(Objective) The line containing "Teacher note: locate the bus rear" and every line after it, through the last, are to be extracted exactly; no other lines belong in the answer.

(Record excerpts)
═══
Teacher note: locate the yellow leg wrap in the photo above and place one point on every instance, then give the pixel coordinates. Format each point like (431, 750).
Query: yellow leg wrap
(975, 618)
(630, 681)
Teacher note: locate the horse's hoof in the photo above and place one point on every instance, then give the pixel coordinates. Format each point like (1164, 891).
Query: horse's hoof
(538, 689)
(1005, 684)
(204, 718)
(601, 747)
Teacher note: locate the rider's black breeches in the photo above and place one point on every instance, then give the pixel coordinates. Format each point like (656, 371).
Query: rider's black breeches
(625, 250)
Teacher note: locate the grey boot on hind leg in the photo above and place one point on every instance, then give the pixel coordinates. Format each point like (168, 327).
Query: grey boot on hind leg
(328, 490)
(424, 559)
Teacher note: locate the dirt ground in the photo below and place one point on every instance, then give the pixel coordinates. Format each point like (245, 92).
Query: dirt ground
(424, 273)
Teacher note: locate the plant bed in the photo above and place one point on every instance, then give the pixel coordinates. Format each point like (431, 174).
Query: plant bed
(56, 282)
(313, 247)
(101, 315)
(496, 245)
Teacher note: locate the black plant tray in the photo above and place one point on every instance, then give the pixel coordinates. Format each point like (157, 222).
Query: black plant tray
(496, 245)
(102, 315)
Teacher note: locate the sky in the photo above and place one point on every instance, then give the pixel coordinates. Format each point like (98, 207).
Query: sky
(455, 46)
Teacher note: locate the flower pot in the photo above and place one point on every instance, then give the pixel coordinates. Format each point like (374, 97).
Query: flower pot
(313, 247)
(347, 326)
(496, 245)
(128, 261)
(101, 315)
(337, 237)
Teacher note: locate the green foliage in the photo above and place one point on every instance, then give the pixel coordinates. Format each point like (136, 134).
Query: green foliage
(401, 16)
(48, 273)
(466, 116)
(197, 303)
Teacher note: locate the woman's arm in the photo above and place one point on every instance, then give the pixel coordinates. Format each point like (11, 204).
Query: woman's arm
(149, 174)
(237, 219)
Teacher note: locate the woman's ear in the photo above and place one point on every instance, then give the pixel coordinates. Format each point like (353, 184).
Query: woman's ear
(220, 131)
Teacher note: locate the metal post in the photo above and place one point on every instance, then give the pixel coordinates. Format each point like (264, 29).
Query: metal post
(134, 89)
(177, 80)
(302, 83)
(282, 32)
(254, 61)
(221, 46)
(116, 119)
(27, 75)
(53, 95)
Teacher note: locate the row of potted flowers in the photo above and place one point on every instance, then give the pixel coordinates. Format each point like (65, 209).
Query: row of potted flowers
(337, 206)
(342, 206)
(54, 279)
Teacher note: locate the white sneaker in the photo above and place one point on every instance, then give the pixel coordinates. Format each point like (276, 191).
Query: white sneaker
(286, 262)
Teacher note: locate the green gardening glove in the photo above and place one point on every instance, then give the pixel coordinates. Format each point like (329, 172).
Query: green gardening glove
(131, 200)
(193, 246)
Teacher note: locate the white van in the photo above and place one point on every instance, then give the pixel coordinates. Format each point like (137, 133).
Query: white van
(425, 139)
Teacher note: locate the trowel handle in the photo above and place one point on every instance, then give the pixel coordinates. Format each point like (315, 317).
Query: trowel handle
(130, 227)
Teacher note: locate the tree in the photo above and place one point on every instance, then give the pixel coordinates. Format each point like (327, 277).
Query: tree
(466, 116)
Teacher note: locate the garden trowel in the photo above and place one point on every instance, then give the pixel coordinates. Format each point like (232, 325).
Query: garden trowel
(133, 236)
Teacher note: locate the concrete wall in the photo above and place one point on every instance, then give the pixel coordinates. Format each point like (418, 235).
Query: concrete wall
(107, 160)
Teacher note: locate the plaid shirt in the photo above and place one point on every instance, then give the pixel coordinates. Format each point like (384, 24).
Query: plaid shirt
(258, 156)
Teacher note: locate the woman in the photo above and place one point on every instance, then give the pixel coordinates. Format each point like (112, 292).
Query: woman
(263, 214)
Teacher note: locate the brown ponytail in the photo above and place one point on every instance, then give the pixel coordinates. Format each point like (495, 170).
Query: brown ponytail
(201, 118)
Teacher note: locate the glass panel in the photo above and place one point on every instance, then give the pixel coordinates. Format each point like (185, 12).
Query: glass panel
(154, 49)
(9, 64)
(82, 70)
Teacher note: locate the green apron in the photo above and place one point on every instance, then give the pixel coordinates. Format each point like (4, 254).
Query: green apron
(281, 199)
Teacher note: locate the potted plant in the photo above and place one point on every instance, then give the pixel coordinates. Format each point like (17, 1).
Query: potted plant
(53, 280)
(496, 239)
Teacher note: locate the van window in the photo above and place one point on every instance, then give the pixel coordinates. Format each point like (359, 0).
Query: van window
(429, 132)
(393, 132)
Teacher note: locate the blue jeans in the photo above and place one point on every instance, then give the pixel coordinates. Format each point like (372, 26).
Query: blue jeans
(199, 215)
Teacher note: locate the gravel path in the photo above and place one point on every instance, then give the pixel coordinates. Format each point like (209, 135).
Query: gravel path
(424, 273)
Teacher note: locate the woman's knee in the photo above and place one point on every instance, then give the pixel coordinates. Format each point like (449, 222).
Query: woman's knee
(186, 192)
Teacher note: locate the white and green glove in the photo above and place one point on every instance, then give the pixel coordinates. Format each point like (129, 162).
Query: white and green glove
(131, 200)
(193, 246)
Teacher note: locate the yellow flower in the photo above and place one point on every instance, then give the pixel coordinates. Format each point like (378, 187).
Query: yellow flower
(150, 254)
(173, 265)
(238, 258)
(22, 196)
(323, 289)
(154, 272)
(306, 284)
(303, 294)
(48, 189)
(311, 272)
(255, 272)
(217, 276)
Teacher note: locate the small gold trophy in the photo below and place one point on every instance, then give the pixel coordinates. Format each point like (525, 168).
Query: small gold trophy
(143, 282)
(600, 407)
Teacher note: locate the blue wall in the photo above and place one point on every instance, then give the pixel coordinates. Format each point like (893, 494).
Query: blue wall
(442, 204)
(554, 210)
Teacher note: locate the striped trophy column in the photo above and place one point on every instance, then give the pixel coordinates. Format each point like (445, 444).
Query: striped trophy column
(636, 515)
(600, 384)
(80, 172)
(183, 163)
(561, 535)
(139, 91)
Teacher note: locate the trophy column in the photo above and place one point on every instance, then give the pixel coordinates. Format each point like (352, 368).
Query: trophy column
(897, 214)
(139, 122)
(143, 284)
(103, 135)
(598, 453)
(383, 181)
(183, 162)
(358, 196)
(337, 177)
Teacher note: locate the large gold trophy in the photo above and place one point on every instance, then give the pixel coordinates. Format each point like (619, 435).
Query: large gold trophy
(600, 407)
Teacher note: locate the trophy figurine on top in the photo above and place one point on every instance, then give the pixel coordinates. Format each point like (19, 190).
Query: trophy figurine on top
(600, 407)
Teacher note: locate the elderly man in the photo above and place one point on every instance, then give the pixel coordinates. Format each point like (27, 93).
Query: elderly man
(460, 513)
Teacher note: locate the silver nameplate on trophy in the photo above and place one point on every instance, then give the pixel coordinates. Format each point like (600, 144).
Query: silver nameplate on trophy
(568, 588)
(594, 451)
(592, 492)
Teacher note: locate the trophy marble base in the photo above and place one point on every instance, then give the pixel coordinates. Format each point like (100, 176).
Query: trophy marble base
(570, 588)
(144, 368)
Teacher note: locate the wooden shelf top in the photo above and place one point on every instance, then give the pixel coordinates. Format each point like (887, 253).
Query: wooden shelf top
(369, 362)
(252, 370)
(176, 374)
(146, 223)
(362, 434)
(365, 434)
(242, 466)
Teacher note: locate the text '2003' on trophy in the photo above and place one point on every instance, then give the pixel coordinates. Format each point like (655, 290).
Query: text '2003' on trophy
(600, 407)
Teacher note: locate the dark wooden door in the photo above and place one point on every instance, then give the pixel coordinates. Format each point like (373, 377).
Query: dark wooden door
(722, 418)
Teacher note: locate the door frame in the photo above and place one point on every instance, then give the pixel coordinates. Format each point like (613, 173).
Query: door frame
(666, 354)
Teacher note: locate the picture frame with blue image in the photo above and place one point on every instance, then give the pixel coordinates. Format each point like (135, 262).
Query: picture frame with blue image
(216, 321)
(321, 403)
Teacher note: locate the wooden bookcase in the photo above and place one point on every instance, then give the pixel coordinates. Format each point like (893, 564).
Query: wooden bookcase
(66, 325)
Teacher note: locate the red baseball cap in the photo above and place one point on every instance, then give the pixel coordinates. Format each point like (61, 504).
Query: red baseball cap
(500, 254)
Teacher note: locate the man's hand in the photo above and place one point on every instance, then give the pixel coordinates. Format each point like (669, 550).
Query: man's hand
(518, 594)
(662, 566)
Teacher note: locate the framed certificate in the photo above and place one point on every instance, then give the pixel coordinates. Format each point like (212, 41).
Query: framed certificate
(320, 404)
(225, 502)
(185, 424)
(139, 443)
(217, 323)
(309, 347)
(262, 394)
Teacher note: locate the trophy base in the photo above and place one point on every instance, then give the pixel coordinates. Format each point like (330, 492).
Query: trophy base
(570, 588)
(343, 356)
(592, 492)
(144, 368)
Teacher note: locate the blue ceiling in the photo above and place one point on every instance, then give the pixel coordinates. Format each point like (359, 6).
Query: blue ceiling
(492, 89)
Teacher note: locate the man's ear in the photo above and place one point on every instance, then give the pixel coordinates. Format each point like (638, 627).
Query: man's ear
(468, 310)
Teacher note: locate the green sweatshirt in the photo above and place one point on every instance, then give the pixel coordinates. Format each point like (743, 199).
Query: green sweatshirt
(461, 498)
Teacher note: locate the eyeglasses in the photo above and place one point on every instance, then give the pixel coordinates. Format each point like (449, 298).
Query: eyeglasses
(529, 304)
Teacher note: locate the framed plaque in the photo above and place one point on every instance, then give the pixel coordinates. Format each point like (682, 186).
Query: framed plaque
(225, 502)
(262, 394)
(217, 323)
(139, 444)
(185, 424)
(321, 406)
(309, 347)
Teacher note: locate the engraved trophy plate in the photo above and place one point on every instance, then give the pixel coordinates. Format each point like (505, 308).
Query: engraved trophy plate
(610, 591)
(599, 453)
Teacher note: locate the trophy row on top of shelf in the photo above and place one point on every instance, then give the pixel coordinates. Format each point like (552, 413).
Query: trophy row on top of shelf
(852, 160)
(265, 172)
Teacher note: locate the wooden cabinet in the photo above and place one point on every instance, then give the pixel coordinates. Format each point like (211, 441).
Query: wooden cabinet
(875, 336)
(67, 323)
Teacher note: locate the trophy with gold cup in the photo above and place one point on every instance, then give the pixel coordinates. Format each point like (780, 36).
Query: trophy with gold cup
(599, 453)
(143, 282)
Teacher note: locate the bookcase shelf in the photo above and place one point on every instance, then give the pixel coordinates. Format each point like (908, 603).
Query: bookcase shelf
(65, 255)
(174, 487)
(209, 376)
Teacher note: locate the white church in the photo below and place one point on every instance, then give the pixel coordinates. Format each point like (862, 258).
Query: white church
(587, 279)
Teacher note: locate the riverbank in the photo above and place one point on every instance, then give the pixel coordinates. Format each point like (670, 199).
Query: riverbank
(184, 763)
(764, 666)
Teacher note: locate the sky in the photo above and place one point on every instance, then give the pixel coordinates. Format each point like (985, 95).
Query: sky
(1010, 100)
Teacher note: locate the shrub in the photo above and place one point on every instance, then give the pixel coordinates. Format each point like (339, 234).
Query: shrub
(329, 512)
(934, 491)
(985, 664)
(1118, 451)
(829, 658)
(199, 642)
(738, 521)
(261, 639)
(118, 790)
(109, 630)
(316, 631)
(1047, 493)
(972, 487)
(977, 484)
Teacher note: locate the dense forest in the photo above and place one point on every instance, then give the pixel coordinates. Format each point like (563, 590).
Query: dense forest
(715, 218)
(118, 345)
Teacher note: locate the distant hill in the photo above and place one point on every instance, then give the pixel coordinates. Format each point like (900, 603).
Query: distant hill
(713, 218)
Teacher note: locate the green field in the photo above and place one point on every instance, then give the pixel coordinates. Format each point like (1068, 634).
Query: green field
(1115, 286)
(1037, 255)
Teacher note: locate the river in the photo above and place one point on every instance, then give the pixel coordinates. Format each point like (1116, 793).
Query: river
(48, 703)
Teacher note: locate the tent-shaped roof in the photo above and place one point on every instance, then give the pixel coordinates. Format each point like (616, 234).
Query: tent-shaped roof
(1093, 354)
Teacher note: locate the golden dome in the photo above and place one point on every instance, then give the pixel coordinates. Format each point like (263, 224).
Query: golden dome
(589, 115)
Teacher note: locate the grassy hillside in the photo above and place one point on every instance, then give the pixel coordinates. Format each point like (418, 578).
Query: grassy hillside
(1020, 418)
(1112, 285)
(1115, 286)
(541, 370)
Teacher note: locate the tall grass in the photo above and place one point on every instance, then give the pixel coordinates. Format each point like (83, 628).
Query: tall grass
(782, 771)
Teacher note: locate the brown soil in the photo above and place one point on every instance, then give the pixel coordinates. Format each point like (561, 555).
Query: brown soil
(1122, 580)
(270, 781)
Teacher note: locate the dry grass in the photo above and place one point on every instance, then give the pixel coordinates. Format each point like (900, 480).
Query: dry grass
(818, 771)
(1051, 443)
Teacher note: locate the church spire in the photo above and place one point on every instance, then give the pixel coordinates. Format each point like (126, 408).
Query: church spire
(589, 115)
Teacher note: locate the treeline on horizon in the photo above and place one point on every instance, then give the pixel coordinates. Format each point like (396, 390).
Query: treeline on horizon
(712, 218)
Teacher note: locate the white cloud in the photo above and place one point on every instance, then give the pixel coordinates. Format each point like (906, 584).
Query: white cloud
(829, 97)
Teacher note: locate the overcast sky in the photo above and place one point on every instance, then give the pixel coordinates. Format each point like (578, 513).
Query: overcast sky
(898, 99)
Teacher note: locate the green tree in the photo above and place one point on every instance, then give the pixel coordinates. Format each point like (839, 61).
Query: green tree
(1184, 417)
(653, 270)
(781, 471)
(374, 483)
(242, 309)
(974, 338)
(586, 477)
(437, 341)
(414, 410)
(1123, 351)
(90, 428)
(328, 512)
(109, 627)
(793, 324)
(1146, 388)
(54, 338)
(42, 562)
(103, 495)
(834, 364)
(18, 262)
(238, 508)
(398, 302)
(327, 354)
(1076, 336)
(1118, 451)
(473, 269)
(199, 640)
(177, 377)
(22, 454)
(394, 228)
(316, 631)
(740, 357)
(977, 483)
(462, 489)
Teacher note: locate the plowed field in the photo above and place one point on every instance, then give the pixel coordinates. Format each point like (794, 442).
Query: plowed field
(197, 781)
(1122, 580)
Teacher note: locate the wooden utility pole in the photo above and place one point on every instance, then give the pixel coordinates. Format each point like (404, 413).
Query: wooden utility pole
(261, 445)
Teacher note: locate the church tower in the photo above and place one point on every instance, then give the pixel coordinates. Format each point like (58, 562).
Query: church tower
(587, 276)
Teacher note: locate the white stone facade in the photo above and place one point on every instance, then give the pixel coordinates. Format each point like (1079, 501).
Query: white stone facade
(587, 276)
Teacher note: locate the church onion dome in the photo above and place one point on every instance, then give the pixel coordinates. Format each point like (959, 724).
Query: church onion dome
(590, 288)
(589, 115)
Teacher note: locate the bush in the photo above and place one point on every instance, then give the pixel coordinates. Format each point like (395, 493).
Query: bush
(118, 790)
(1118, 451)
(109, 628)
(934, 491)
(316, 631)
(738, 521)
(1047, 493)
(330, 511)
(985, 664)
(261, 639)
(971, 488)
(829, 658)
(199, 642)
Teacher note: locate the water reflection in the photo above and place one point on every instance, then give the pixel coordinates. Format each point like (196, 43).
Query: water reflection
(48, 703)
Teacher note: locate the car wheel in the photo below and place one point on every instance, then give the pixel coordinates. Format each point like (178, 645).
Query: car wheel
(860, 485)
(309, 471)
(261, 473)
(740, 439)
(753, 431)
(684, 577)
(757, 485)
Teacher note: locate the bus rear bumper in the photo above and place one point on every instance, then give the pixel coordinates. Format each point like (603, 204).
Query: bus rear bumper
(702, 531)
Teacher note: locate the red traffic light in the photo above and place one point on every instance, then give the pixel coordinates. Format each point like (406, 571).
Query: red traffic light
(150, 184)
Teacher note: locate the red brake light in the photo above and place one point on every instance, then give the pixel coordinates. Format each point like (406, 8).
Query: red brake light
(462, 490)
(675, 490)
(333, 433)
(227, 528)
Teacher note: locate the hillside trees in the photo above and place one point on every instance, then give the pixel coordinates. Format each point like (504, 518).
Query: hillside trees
═══
(The response)
Teacher note: locate the bus rear bumper in the photo above and place one point on every instance, then give the pixel coordinates. Format each point like (603, 204).
Query: bus rear bumper
(702, 531)
Teacher note: locate the red traffic light in the photo above and place one point on every instance, then give the pixel coordinates. Format each point like (406, 571).
Query: red traffic light
(150, 184)
Teacher note: locate the red brake light in the photo above and place one point on every instance, then give the pixel coordinates. Format each point like (406, 8).
Query: red brake light
(462, 490)
(675, 490)
(333, 433)
(227, 528)
Teacher note: locate the hillside trees in the photo above and place one point on every instance, then give the pixel coordinates. Format each point like (504, 518).
Query: hillside trees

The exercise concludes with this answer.